[Point localization data]
:::
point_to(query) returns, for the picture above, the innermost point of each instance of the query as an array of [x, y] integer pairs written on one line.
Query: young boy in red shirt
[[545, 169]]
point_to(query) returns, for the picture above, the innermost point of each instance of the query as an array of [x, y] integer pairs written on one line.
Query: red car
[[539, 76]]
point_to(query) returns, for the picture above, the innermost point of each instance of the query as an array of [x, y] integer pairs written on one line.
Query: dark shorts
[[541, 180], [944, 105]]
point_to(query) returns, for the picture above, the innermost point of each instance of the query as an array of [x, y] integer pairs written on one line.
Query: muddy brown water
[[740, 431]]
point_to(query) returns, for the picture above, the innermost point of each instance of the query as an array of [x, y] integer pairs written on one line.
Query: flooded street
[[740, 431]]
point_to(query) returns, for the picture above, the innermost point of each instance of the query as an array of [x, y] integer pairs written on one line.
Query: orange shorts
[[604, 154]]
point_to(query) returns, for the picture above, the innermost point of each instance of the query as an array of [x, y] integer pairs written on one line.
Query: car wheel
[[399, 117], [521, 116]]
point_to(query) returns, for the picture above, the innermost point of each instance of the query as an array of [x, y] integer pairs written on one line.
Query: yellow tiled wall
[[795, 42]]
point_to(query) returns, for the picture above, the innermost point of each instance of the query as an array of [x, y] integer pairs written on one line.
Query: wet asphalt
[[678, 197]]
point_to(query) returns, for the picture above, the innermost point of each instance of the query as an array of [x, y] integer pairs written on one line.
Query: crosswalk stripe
:::
**EXERCISE**
Give exactly, and nothing besides, the lines from the one in which "Query: wet asphalt" occurs through the end of the records.

**EXERCISE RESPONSE**
Query: wet asphalt
[[678, 197]]
point_to(query) returns, for the picture above, the innermost point of each instance of the query as an array of [x, y] integer pairs written on one line.
Query: crosswalk stripe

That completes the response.